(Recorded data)

+++

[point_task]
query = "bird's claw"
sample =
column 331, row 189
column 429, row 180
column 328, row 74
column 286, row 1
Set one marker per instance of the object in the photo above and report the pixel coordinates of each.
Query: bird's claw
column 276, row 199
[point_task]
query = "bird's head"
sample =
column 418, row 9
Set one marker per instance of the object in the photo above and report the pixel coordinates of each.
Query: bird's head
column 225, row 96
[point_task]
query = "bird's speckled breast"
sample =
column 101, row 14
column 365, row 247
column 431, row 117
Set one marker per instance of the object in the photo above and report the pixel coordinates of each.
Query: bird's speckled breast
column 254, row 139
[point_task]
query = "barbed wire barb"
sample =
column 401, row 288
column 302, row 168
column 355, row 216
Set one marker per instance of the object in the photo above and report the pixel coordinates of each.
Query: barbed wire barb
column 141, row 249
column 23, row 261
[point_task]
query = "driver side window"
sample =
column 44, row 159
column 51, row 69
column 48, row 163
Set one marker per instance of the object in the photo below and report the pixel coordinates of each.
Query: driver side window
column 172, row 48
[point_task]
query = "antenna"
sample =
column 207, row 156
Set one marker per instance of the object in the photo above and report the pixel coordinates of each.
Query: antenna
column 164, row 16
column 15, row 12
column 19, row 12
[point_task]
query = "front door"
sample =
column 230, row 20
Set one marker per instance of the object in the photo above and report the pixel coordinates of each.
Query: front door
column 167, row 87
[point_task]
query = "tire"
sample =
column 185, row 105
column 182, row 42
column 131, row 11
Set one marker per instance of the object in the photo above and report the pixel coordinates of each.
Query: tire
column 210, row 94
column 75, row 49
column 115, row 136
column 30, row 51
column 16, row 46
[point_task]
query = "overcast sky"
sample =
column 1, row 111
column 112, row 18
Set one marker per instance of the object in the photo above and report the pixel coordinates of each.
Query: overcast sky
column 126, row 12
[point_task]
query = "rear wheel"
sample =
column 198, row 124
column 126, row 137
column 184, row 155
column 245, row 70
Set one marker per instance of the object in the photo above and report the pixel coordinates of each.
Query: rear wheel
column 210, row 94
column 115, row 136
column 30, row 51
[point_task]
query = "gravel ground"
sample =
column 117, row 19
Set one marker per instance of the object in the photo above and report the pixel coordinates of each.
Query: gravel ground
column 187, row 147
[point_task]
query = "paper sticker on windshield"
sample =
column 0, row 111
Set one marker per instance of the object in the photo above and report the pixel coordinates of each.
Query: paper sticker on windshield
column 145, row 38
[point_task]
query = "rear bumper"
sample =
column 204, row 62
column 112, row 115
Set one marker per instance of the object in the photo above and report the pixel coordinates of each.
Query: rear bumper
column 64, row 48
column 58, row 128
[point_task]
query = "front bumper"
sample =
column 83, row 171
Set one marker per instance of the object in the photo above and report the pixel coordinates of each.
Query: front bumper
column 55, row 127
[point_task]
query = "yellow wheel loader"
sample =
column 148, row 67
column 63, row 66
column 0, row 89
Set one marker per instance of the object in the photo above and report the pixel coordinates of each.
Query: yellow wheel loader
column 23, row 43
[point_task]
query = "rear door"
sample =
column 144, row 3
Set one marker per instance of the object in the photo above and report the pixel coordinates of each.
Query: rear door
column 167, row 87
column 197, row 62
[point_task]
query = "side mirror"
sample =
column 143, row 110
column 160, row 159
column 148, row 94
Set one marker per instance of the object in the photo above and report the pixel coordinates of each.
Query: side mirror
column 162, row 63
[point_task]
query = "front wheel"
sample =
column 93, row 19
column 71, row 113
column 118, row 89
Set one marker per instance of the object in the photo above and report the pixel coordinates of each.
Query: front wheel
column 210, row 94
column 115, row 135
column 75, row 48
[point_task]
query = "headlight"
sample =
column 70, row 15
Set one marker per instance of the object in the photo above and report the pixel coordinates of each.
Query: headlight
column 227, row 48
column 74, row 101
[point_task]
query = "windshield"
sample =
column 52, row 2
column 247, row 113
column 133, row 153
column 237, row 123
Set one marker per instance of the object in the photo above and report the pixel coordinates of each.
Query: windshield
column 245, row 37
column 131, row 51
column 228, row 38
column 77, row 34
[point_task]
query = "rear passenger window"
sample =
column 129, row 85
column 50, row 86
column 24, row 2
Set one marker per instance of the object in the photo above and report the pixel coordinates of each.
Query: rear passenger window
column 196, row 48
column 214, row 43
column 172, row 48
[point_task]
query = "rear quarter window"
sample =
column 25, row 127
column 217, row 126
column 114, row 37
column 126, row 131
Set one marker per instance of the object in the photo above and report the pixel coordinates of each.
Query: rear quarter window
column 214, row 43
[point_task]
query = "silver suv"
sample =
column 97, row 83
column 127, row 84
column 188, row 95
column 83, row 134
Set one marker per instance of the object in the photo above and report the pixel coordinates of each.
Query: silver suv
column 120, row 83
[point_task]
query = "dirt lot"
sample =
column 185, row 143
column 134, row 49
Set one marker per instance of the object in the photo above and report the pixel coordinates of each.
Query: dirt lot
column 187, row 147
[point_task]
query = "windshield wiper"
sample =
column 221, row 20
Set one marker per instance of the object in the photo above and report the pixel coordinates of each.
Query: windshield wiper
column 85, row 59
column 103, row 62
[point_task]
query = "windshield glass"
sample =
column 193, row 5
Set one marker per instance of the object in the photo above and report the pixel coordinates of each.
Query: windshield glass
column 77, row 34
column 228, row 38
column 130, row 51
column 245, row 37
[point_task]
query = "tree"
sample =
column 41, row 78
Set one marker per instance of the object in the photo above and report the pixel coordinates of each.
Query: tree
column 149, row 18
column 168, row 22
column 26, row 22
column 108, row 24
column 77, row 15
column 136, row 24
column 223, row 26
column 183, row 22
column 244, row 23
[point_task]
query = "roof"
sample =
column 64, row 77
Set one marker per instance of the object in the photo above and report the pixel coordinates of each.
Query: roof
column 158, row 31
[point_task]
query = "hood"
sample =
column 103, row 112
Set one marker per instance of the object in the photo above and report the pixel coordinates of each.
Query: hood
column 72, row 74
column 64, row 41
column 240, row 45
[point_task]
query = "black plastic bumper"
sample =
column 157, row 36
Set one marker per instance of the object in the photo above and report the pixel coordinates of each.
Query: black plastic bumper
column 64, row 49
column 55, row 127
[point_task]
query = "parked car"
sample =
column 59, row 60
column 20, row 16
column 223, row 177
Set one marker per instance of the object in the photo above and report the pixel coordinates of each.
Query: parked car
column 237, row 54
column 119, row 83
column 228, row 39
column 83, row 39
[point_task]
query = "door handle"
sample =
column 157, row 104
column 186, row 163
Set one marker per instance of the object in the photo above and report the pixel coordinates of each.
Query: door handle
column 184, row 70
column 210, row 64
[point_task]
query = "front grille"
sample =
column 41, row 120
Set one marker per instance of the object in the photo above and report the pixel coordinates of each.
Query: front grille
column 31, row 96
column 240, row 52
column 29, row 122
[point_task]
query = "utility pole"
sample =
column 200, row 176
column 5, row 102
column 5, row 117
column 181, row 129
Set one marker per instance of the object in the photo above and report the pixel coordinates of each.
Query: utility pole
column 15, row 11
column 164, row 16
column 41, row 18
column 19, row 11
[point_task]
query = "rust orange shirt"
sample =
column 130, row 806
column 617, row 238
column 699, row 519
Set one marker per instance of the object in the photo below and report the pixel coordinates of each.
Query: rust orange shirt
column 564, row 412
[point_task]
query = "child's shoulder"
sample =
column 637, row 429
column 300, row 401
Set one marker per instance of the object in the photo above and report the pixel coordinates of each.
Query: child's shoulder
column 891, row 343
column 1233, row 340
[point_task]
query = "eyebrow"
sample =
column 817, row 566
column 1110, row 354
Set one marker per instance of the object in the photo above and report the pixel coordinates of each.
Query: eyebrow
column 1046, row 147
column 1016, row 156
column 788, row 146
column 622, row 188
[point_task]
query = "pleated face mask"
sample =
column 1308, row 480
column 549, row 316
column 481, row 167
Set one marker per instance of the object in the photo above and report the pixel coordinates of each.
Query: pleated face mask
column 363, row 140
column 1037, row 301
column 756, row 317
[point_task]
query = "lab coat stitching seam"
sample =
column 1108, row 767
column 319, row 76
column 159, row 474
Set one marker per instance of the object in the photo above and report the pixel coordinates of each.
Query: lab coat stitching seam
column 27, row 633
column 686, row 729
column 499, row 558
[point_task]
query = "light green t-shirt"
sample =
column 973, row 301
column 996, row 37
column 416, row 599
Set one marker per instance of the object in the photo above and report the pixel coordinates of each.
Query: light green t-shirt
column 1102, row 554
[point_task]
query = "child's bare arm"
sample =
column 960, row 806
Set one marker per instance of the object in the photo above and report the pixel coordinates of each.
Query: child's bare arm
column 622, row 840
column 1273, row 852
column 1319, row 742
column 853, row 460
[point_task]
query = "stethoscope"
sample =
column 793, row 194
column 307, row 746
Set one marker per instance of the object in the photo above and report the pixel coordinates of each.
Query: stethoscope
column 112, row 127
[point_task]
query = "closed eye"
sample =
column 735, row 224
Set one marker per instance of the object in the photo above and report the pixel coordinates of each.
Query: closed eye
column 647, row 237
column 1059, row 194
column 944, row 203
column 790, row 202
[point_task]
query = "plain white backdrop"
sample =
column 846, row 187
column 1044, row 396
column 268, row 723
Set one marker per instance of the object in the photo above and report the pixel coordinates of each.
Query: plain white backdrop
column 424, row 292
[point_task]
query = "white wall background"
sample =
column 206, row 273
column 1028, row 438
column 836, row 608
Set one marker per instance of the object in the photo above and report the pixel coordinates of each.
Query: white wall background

+++

■ **SET EXERCISE**
Put the stretch from the start of the listing through the line containing "column 225, row 96" into a Markdown table with the columns Number and Line, with one row per line, a running count in Number, and blank lines left out.

■ **SOLUTION TO THIS TASK**
| Number | Line |
|---|---|
| 1 | [point_task] |
| 2 | query = "bird's claw" |
| 3 | sample = |
| 4 | column 331, row 189 |
| 5 | column 429, row 180 |
| 6 | column 328, row 74 |
| 7 | column 286, row 1 |
| 8 | Set one marker per instance of the object in the photo above and report the pixel coordinates of each. |
| 9 | Query: bird's claw |
| 10 | column 276, row 199 |
| 11 | [point_task] |
| 12 | query = "bird's head" |
| 13 | sample = |
| 14 | column 418, row 9 |
| 15 | Set one marker per instance of the object in the photo above and report the pixel coordinates of each. |
| 16 | Query: bird's head |
| 17 | column 225, row 96 |